**Instructions for the task:**
Where a record contains an image, leave the image out and print the rest exactly.

Dataset items:
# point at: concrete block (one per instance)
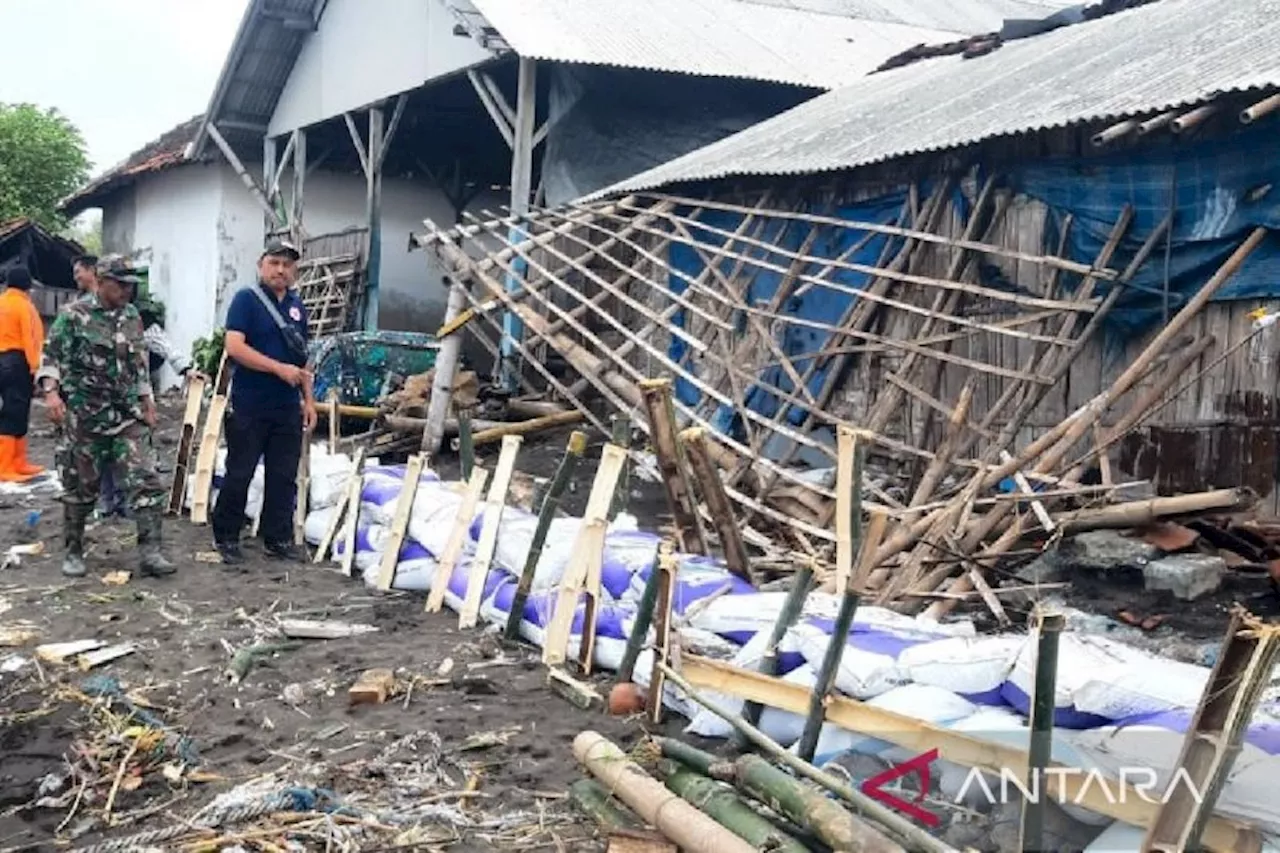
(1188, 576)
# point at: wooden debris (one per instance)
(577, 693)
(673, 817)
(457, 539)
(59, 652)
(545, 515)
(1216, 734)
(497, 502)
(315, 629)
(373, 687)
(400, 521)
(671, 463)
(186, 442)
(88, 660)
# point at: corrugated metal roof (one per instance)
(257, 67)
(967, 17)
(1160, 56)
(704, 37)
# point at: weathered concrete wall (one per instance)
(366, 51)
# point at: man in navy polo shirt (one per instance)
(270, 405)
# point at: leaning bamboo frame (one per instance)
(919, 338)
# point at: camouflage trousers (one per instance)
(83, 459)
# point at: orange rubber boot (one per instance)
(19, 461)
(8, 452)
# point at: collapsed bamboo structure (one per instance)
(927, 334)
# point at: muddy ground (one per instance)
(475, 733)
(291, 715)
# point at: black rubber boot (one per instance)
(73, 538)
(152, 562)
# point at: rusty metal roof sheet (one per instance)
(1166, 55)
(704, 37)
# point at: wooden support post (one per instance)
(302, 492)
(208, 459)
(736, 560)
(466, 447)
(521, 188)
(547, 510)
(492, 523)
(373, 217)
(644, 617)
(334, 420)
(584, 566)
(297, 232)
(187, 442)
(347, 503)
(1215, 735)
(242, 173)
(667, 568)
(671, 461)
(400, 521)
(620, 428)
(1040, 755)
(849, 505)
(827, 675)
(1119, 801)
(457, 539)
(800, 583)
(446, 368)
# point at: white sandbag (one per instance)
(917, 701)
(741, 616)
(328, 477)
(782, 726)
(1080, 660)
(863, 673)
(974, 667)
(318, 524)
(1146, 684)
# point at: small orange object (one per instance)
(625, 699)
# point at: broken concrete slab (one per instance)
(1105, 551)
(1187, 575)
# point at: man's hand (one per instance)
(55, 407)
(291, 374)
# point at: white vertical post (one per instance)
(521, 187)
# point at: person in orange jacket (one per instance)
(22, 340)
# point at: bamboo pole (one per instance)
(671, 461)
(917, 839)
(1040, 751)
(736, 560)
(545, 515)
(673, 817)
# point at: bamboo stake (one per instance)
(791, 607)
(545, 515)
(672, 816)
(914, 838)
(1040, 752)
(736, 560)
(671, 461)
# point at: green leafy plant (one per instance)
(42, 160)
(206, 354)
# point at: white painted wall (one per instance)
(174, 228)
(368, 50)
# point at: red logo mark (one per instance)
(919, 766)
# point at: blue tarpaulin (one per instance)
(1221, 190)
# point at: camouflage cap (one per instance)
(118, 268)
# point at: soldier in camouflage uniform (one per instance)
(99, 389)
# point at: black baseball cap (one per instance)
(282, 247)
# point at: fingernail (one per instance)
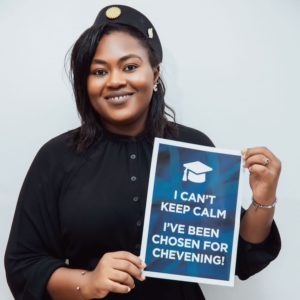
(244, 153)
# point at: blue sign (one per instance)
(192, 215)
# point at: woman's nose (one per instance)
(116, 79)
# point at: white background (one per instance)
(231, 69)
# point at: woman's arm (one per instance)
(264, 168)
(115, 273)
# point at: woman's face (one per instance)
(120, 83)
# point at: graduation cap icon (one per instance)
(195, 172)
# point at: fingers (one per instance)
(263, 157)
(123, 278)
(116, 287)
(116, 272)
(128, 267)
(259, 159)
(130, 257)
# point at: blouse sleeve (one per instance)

**Solution to the exercise:**
# point at: concrete block (one per instance)
(1188, 576)
# point at: wooden debris (one per instance)
(577, 693)
(673, 817)
(457, 539)
(59, 652)
(545, 515)
(1216, 734)
(497, 502)
(315, 629)
(373, 687)
(400, 521)
(671, 463)
(186, 442)
(88, 660)
# point at: corrugated metal roof (one per instance)
(257, 67)
(967, 17)
(1160, 56)
(704, 37)
# point at: weathered concrete wall (one per instance)
(366, 51)
# point at: man in navy polo shirt (one per instance)
(270, 405)
# point at: leaning bamboo frame (one per instance)
(919, 338)
# point at: camouflage trousers (one per instance)
(83, 459)
# point at: orange rubber boot (one per instance)
(19, 461)
(8, 452)
# point at: collapsed bamboo structure (one per instance)
(927, 334)
# point at: muddy ground (one per instance)
(475, 733)
(291, 715)
# point at: black rubber boot (one per instance)
(73, 538)
(152, 562)
# point at: rusty metal roof sheet (one per instance)
(1166, 55)
(704, 37)
# point at: wooden support post (one per instance)
(302, 492)
(208, 459)
(736, 560)
(466, 447)
(521, 188)
(547, 510)
(492, 523)
(373, 217)
(644, 617)
(334, 420)
(584, 566)
(297, 232)
(187, 442)
(347, 503)
(1215, 735)
(242, 173)
(667, 568)
(671, 461)
(400, 521)
(620, 428)
(1040, 755)
(849, 505)
(827, 675)
(1119, 801)
(457, 539)
(800, 583)
(446, 368)
# point at: white sandbag (one per instance)
(917, 701)
(741, 616)
(328, 477)
(782, 726)
(1080, 660)
(863, 673)
(974, 667)
(318, 524)
(1146, 684)
# point at: small orange object (one per instance)
(625, 699)
# point at: broken concrete slab (one per instance)
(1105, 551)
(1187, 575)
# point at: man's hand (one per instance)
(55, 407)
(291, 374)
# point at: white vertical post (one per instance)
(521, 187)
# point at: person in orange jacket (one per instance)
(22, 340)
# point at: bamboo pole (one per instance)
(671, 461)
(917, 839)
(1040, 751)
(736, 560)
(545, 515)
(673, 817)
# point at: bamboo stake (one per instance)
(791, 607)
(545, 515)
(672, 816)
(914, 838)
(1040, 752)
(736, 560)
(671, 461)
# point at: green leafy plant (one per instance)
(42, 160)
(206, 354)
# point at: white painted wall (one per instance)
(174, 228)
(368, 50)
# point at: red logo mark (one per instance)
(919, 766)
# point at: blue tarpaulin (one per instance)
(1221, 190)
# point at: camouflage cap (one per instance)
(118, 268)
# point at: soldier in camouflage uniform (one per instance)
(99, 389)
# point at: black baseball cap (one per instance)
(282, 247)
# point at: fingernail (one per instance)
(244, 153)
# point at: blue sign (one per instance)
(192, 215)
# point at: woman's nose (one per instance)
(116, 79)
# point at: white background (one per instance)
(231, 69)
# point at: woman's arm (one per instance)
(264, 168)
(115, 273)
# point at: woman's face (one per instance)
(120, 83)
# point at: graduation cap icon (one per instance)
(195, 172)
# point at: fingers (one per instance)
(263, 157)
(123, 278)
(116, 287)
(116, 272)
(128, 267)
(259, 159)
(130, 257)
# point at: blouse sleeve (one per instance)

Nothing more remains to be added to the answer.